■ **Exercise**
In the text passage below, rewrite the paragraph that begins "Among 1,113 genes involved in transcriptional regulation" as a short bulleted list that keeps its main facts.

■ **Text passage**
= Beginning of Section =

Figure 3. Induced components of signaling pathways in hES and mES cells.

The gene induced in either hES or mES cells, i.e., Clusters (2, *), (3, *) and (*, 3), are mapped onto all the signaling pathways documented in the KEGG database [33] and plotted using Cytoscape software ( Gray, blue and green nodes represent genes that are induced in hES cells only, mES cells only or both (conserved), respectively. The edges between any two nodes represent known protein-protein interactions documented in Cytoscape.

Conserved regulatory mechanisms in ES cells

Among 1,113 genes involved in transcriptional regulation (GO: 0003700) and included in this analysis, 448 clustered in either mES or hES upregulated clusters ((2, *), (3, *) and (*, 3)), indicating that a very large proportion (40%) of the transcriptional regulators were utilized in ES cells. Among these 448 transcription regulators, 85 (19%) exhibited conserved upregulation in mES and hES cells (in clusters (2, 3) and (3, 3)), representing a core set of regulators with higher expression in undifferentiated than differentiated ES cells (Table S4). Among these regulators, OCT4 and SOX2 are indispensable for maintaining an ES cell phenotype and for reprogramming [28]; NANOG, UTF1, and polycomb group proteins EED and PHC1 either promote self-renewal or inhibit differentiation. Repression of lineage-specific differentiation genes is critical for maintaining the undifferentiated state [35]. Conserved transcriptional repressors and corepressors included DNA methylation enzymes DNMT1 and DNMT3B, Polycomb group factors EED and PHC1, histone deacetylase SAP30, and transcription factors SUPT4H1, E2F8, TGIF1 and CTBP2. In addition, certain aspects of DNA replication and cell cycle regulation were also conserved in ES cells, as exemplified by conserved expression of CDK2, RAD51, E2F8, MYST2, POLYA1 and TERF1.

= End of Section =

■ **Record excerpts**
= Beginning of Section =

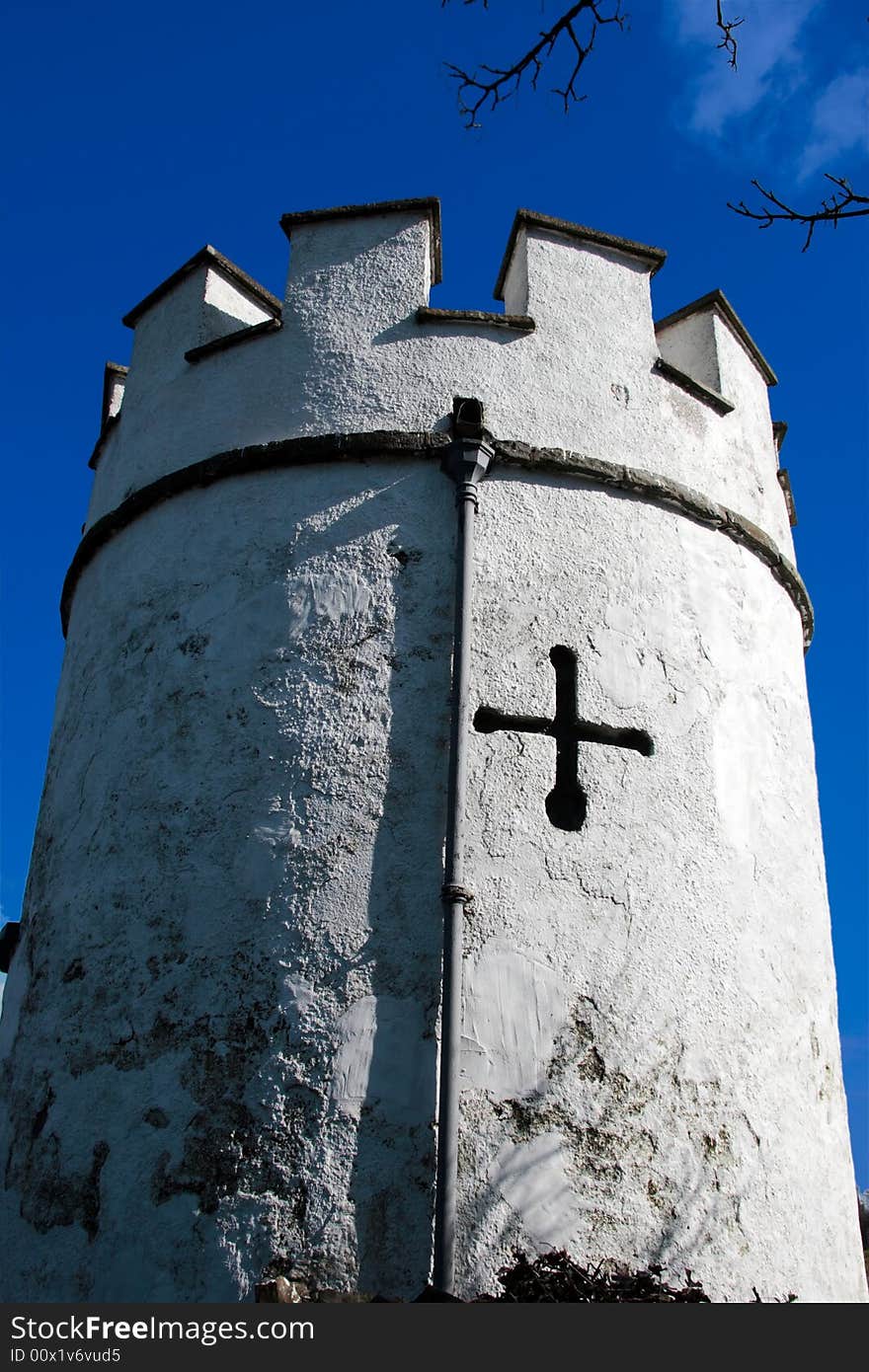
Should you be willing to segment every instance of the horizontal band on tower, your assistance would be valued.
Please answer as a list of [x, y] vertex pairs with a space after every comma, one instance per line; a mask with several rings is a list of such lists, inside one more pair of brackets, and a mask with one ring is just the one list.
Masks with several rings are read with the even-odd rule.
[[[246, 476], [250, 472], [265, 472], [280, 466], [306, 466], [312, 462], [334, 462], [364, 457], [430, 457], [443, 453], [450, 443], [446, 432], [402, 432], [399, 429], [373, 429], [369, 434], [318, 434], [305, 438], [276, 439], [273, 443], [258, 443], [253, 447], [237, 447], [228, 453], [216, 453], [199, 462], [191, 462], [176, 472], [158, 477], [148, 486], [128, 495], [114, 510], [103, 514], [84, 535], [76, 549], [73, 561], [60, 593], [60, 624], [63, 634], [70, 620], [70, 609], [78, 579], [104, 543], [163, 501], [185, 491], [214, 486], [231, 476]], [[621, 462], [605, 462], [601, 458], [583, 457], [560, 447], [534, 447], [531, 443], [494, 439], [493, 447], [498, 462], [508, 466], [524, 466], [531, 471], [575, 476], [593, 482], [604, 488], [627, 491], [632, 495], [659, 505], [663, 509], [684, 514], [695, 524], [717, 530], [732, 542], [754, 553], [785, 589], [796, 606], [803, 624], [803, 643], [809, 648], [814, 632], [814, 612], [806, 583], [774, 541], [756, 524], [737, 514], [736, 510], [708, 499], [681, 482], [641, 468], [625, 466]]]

= End of Section =
= Beginning of Section =

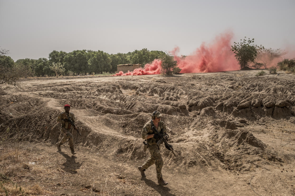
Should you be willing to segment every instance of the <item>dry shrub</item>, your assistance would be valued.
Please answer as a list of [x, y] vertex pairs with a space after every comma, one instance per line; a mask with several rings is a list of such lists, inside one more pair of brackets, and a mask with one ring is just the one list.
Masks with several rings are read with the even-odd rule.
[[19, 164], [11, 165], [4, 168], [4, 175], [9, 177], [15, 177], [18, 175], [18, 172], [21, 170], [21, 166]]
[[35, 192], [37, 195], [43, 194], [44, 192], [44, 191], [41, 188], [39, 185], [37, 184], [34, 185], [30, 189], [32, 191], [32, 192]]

= End of Section =

■ **Answer area**
- Of 1,113 transcriptional regulators (GO: 0003700) analyzed, 448 (40%) fell in the mES or hES upregulated clusters ((2, *), (3, *) and (*, 3)).
- Of those 448, 85 (19%) showed conserved upregulation in both mES and hES cells (clusters (2, 3) and (3, 3)). They form a core set expressed more highly in undifferentiated than in differentiated ES cells (Table S4).
- OCT4 and SOX2 are indispensable for maintaining the ES cell phenotype and for reprogramming. NANOG, UTF1, EED and PHC1 either promote self-renewal or inhibit differentiation.
- Repressing lineage-specific differentiation genes is critical for keeping cells undifferentiated. The conserved repressors and corepressors include:
  - DNMT1 and DNMT3B (DNA methylation)
  - EED and PHC1 (Polycomb group)
  - SAP30 (histone deacetylase)
  - SUPT4H1, E2F8, TGIF1 and CTBP2 (transcription factors)
- Some aspects of DNA replication and cell cycle regulation are also conserved, as shown by the expression of CDK2, RAD51, E2F8, MYST2, POLYA1 and TERF1.